Given problem 1 |
Answer these questions from the platform description:
(a) What do capacity-provisioning engines ensure?
(b) Where can the service engines and the monetization engines be instantiated?
(c) How may the elements of the data center be coupled?

*-*-*

The platform core may include service engines, which in turn are
responsible for content (e.g., to provide or host content)
transmitted to the various devices. The service engines may be
endemic to the platform provider or may include third-party service
engines. In some embodiments, the platform core may also include
monetization engines for performing various monetization
objectives. Monetization of the service platform can be
accomplished in a variety of manners. For example, the monetization
engine may determine how and when to charge the experience provider
for use of the services, as well as tracking for payment to
third-parties for use of services from the third-party service
engines. Additionally, the service platform may also include
capacity-provisioning engines to ensure provisioning of processing
capacity for various activities (e.g., layer generation, etc.).
[0051] In some embodiments, the experience service platform (or, in
some implementations, the platform core) may include one or more of
the following: a plurality of service engines, third party service
engines, etc. In some embodiments, each service engine has a
unique, corresponding experience agent. In other embodiments, a
single experience can support multiple service engines. The service
engines and the monetization engines can be instantiated on one
server, or can be distributed across multiple servers. In some
implementations, the service engines may correspond to engines
generated by the service provider and provide services such as
audio remixing, gesture recognition (e.g. clapping etc), and other
services referred to in the context of dimensions above, etc.
Third-party service engines are services included in the experience
service platform provided by other parties. The experience service
platform may have the third-party service engines instantiated
directly therein, or within the experience service platform.
[0052] As illustrated in FIG. 9A, the data center may include
features and mechanisms for layer generation. In some embodiments,
the data center may include an experience agent for communicating
and transmitting layers to the various devices. As will be
appreciated by one of ordinary skill in the art, a data center may
be hosted in a distributed manner in the "cloud," and the elements
of the data center may be coupled via a low latency network. FIG.

*-*-*

Given problem 2 | Rewrite the entries, starting at the beginning of the entries and continuing through the line with "(1372, 372)", replacing "localization by point" with "point-based localization" and changing nothing else. Leave the pictures out.

(Stored entries)
*-*-*

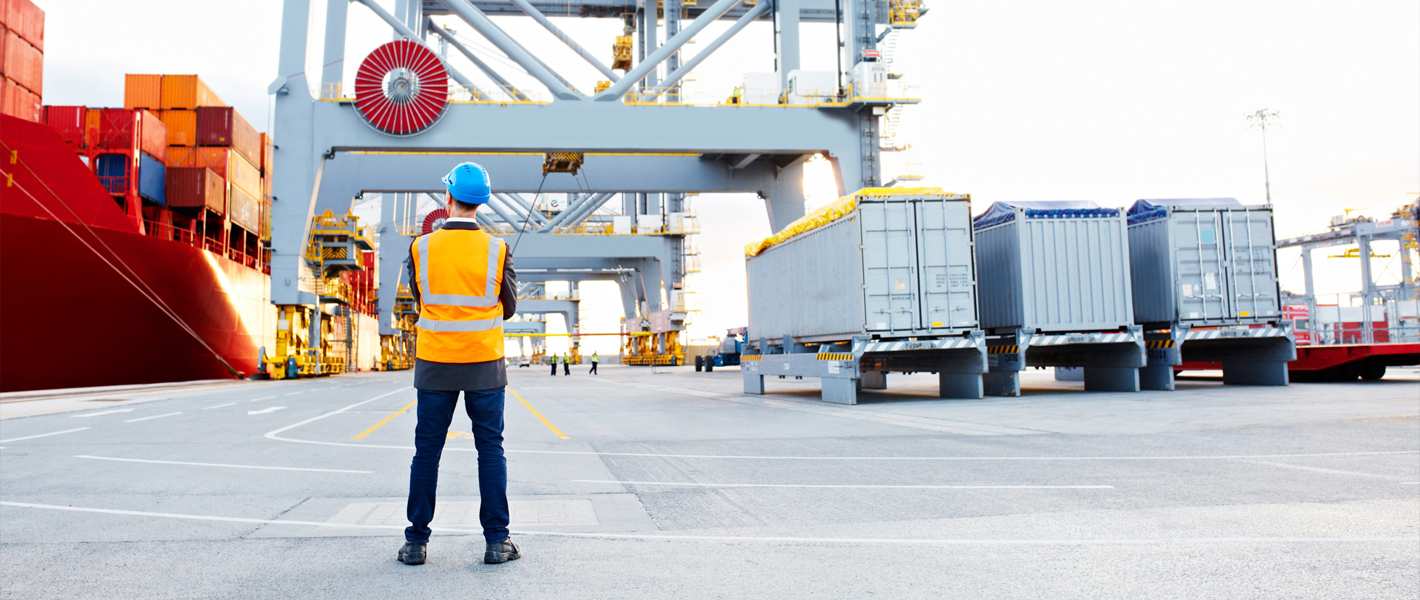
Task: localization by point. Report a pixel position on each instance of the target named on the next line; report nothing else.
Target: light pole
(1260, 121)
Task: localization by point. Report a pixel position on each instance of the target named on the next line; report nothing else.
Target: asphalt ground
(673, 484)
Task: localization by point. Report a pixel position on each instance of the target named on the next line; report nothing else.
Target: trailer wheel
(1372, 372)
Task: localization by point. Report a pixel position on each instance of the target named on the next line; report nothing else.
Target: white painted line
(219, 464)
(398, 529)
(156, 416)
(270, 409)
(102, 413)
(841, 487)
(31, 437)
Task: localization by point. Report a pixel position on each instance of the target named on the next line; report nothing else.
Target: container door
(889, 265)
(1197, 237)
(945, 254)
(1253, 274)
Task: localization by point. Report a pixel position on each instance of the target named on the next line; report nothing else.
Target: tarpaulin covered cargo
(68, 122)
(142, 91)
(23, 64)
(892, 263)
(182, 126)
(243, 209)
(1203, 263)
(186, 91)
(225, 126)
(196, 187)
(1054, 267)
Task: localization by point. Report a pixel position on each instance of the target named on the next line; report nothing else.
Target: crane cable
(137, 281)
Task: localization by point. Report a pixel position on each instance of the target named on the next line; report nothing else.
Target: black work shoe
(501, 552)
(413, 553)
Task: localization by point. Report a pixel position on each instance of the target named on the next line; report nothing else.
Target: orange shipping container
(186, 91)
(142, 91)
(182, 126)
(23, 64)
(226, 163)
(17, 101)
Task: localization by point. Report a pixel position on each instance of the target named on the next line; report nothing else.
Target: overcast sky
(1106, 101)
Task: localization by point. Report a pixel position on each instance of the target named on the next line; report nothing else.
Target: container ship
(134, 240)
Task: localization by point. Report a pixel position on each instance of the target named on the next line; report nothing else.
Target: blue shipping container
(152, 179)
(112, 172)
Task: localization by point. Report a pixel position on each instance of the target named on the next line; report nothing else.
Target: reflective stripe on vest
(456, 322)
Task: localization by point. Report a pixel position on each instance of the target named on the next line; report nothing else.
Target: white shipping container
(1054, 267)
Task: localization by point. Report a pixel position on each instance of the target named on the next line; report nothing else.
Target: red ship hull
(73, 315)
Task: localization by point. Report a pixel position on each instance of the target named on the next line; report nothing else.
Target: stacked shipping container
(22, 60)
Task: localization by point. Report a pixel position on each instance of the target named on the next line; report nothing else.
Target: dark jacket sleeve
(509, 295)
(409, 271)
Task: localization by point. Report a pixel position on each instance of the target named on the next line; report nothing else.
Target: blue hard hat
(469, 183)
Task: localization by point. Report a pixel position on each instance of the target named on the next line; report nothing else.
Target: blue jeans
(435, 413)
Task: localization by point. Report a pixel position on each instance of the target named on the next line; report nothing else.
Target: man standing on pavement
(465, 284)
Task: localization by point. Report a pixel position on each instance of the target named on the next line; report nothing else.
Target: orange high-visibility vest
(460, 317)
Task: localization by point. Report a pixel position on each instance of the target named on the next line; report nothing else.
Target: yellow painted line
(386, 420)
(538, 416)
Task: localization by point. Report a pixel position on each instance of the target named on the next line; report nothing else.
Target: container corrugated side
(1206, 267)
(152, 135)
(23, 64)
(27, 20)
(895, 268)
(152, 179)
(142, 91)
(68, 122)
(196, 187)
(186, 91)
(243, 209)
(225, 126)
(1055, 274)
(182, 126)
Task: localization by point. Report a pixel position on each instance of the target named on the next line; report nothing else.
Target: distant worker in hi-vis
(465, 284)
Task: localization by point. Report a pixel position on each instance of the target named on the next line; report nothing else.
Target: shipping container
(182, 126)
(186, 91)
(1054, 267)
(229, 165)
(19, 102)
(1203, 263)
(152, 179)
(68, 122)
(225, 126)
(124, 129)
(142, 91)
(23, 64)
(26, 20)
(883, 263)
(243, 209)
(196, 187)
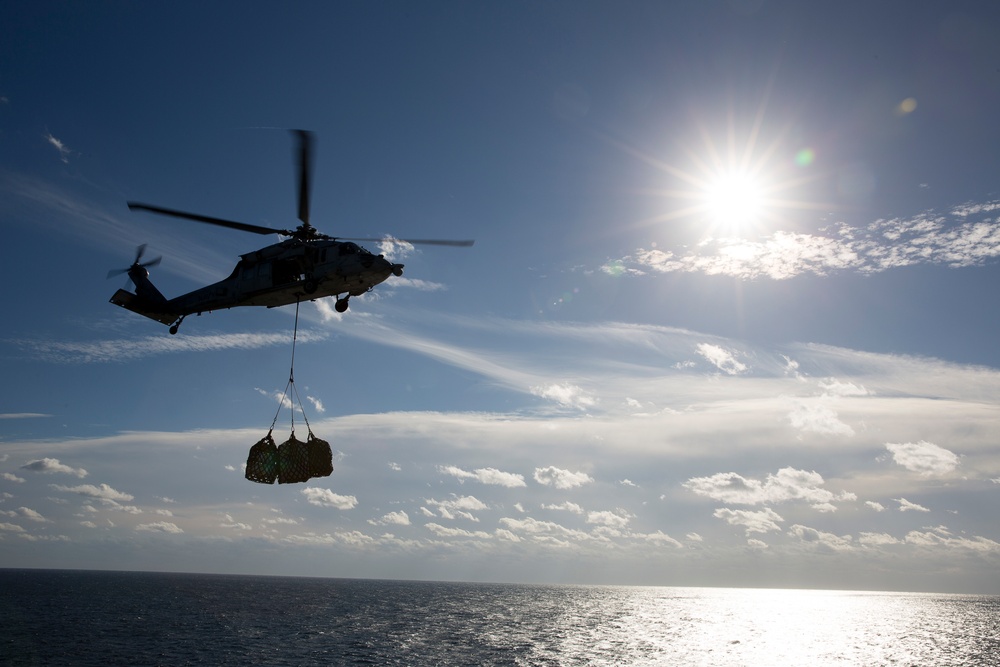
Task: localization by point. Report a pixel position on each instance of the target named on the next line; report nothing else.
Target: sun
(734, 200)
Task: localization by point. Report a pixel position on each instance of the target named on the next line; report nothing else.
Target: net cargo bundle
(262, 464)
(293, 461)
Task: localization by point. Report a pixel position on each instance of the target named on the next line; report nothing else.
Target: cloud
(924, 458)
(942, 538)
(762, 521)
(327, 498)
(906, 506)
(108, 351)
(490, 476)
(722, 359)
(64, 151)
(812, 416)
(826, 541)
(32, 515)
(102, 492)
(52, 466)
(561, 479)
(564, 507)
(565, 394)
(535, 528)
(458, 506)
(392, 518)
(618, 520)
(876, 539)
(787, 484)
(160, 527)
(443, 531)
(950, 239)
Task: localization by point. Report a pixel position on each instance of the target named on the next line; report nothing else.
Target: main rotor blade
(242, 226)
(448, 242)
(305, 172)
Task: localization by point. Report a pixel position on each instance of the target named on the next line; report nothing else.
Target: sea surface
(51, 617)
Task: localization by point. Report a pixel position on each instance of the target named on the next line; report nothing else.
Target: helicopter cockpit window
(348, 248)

*-*-*

Correct output 1 |
(a) They ensure provisioning of processing capacity for various activities, such as layer generation.
(b) On one server, or distributed across multiple servers.
(c) Via a low latency network.

Correct output 2 |
Task: point-based localization. Report a pixel position on each instance of the target named on the next line; report nothing else.
Target: light pole
(1260, 121)
Task: point-based localization. Report a pixel position on each instance of the target named on the next line; report nothing else.
Target: asphalt ground
(673, 484)
Task: point-based localization. Report a pixel position on each instance of the target named on the next line; report nothing else.
Target: trailer wheel
(1372, 372)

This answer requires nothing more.